EXCERPT —
——

Legislation that provides a modest increase in Medicare payment to physicians next year still fails to resolve the ongoing threat to medical practice solvency, according to an AAFP letter recently sent to Sen. Charles Grassley, R-Iowa, chair of the Senate Finance Committee.
The Oct. 24 letter, signed by AAFP Board Chair Mary Frank, M.D., of Mill Valley, Calif., commends the committee for including in its finance proposal a 1 percent increase in Medicare payment to doctors. If adopted, the increase, part of the committee's consideration of House Continuing Resolution 95, (PDF file: 71 pages / 221 KB. More about PDFs.) would avert a scheduled 4.4 percent reduction in physician payments in 2006.
However, said Frank, the proposed legislation also puts many physicians in a no-win situation because it requires physicians to begin implementing pay-for-performance measures that are not affordable under the current payment scheme.
Under the proposed legislation, HHS would develop and implement "value-based purchasing programs" -- the name lawmakers have given to P4P initiatives -- for physicians, hospitals, Medicare Advantage plans, home health agencies and other health care entities. If the bill passes, HHS would tie future Medicare payment increases to whether physicians report their compliance with quality measures.
"The reporting requirements that the committee draft would impose on physicians are significant and costly, while the payment increase is, at best, modest," Frank said in the letter. "Physicians cannot meet the increasing performance reporting requirements when the payment for their services does not provide the financing to do so."
AAFP has called for a P4P system that rewards physicians who meet quality measures with new funds and has worked closely with legislators (PDF file: 2 pages / 220 KB. More about PDFs.) to craft a program that encourages physician participation.

——

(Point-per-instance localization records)

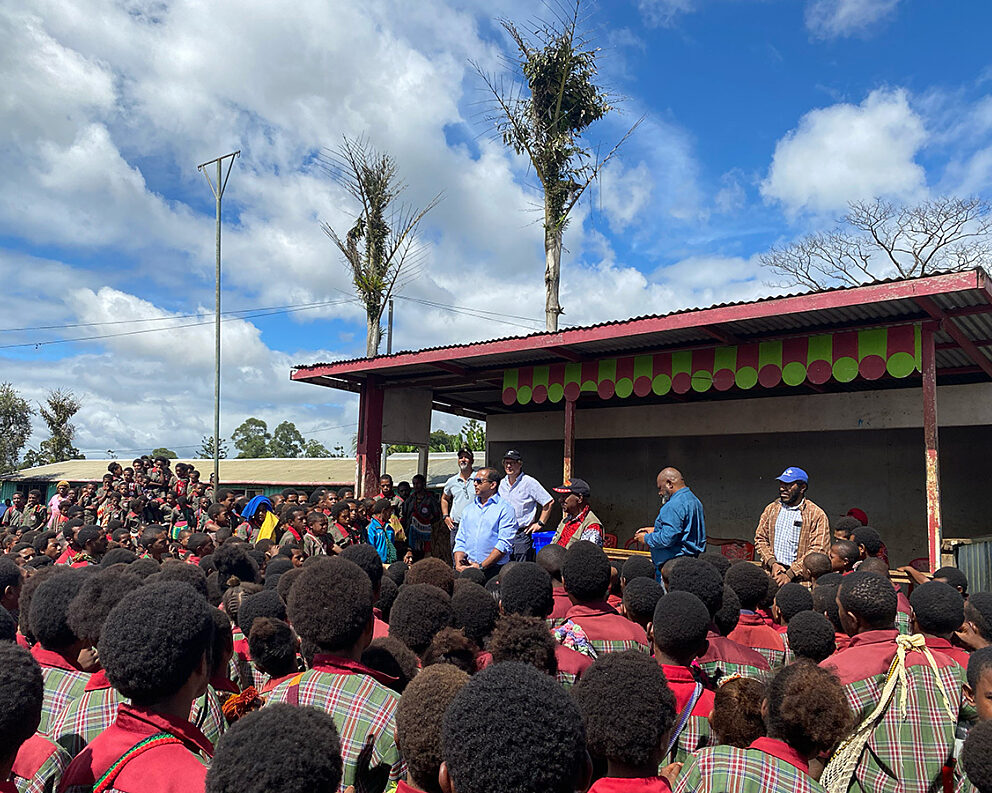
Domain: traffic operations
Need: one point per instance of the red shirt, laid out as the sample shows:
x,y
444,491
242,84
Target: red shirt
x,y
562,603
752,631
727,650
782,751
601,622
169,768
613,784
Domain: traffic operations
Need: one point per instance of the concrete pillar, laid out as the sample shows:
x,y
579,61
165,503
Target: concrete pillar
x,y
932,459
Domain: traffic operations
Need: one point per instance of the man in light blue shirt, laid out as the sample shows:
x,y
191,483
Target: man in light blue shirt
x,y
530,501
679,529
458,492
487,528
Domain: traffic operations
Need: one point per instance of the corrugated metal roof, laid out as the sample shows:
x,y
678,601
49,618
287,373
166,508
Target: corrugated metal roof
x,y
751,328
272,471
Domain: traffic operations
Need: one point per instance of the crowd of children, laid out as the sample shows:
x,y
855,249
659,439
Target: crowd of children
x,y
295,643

——

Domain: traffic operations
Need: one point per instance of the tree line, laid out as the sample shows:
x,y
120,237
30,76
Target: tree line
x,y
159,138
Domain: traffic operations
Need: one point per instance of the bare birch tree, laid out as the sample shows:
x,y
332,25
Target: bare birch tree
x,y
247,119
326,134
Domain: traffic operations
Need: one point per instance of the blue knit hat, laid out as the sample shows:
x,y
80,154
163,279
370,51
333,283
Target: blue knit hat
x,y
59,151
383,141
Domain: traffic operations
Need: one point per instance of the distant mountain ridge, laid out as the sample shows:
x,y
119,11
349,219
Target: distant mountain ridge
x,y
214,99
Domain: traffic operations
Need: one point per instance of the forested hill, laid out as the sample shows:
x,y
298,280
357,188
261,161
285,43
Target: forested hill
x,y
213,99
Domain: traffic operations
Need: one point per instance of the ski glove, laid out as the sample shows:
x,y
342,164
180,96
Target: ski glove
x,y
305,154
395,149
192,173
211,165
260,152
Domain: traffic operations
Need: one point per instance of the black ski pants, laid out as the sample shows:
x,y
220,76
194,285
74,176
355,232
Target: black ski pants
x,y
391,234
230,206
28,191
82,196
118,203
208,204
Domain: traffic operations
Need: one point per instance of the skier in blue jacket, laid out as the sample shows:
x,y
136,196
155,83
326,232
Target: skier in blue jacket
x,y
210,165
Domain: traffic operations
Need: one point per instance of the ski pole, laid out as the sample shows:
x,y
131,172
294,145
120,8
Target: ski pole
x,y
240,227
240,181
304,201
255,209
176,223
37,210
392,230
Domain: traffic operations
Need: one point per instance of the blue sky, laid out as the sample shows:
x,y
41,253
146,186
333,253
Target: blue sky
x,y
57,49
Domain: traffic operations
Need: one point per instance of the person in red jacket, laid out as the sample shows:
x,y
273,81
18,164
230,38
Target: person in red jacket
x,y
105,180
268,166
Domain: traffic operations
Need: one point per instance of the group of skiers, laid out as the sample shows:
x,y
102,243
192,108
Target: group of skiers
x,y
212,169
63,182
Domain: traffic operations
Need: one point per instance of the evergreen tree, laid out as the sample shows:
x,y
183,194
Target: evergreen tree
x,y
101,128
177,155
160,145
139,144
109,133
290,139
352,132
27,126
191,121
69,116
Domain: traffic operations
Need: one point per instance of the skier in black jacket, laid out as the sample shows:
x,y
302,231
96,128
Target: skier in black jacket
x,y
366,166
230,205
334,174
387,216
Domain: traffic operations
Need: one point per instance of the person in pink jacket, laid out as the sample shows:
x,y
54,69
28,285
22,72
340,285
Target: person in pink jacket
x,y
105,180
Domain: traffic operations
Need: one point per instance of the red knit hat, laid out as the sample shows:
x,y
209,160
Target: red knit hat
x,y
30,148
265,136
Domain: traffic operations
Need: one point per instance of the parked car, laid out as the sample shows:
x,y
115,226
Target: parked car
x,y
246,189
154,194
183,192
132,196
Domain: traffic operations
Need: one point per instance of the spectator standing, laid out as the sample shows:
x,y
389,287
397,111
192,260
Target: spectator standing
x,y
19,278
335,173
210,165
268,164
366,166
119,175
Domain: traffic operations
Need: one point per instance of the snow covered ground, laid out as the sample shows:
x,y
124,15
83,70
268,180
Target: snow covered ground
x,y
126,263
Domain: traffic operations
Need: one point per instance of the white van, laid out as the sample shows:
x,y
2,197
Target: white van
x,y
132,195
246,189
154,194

——

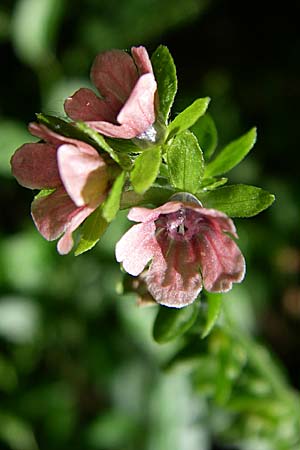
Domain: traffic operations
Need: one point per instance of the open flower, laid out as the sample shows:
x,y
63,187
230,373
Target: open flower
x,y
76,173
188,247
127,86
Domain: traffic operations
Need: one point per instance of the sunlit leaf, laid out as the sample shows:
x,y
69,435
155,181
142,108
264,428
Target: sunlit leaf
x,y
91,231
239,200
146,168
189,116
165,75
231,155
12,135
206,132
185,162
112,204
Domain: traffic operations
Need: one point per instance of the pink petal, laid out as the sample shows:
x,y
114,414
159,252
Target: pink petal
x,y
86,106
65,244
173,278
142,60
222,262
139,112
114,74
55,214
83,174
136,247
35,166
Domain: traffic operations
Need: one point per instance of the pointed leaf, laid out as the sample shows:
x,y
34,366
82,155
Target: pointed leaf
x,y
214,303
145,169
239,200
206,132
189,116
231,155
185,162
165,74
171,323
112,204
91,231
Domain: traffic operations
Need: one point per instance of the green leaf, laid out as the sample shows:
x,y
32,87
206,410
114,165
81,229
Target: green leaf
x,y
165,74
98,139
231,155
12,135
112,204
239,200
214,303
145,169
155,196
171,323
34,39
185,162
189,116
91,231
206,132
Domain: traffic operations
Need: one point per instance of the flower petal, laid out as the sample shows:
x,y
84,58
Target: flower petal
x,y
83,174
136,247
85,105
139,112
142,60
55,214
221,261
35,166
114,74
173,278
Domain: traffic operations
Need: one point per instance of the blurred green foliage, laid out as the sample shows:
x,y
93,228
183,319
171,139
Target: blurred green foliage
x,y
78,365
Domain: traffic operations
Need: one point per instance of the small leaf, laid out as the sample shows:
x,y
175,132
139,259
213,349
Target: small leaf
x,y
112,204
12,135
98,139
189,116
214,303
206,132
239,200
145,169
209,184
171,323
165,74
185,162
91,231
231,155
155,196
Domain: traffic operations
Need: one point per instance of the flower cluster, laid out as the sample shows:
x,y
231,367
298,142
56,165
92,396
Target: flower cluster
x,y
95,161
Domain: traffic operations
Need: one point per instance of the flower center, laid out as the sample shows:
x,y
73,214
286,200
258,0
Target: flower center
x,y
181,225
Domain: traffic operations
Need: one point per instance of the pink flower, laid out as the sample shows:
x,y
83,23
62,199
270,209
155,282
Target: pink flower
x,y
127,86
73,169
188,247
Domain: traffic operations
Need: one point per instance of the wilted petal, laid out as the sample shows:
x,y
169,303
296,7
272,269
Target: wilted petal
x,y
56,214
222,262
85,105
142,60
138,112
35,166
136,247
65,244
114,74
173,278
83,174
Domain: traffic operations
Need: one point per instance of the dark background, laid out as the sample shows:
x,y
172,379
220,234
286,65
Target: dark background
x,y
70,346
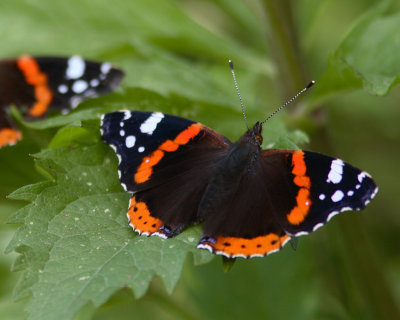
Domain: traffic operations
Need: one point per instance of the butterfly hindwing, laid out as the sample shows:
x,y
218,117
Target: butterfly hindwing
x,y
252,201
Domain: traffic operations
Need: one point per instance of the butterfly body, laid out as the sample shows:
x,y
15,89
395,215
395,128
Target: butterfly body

——

COMPLETE THE FOLLOWING —
1 > According to the article on Medicare physician payment, what cut would the 1 percent increase avert in 2006?
2 > Rewrite the part of the Medicare payment article that begins at the words "AAFP has called" and stops after "encourages physician participation.", changing "legislators" to "lawmakers".
3 > Carry the article on Medicare physician payment forward from its final sentence.
These records have no connection to the article on Medicare physician payment.

RESULTS FOR THE EXERCISE —
1 > A scheduled 4.4 percent reduction in physician payments.

2 >
AAFP has called for a P4P system that rewards physicians who meet quality measures with new funds and has worked closely with lawmakers (PDF file: 2 pages / 220 KB. More about PDFs.) to craft a program that encourages physician participation.

3 >
The Senate Finance Committee proposal would eventually reduce payment to physicians who did not comply with reporting requirements. Under the bill, noncompliant physicians would see reductions in Medicare payments, beginning with 1 percent in 2009 and rising incrementally each year to 2 percent in 2013.
"The committee's proposal creates a system in which physician practices are penalized up to 2 percent of their payment if they do not report performance measures that they cannot afford to undertake," said Frank in the letter. "Such a system does not lead to improved quality but rather to physicians who increasingly cannot make ends meet."
In anticipation of congressional action on Medicare payment and P4P requirements, AAFP in Sept. 29 launched an Action Alert asking Academy members to contact their federal lawmakers. In the alert, members were asked to urge representatives and senators to repeal the sustainable growth rate formula currently used to establish Medicare physician payment rates and replace it with an equitable, predictable system.
Throughout the year, the Academy has worked with federal legislators to fashion a bill that would reward physicians for implementing P4P provisions. Earlier bills tied P4P programs to electronic health records that support compliance with reporting quality measures. Some proposals provided financial incentives to physicians who implement EHRs.
Since the introduction of these bills, however, federal outlays for responding to hurricanes Katrina and Rita have constrained other domestic spending. The result is that federal lawmakers are seeking reductions in Medicare and Medicaid to offset the cost of hurricane response and rebuilding. The Senate Finance Committee proposal, for example, would cut Medicare spending by $5.76 billion over five years.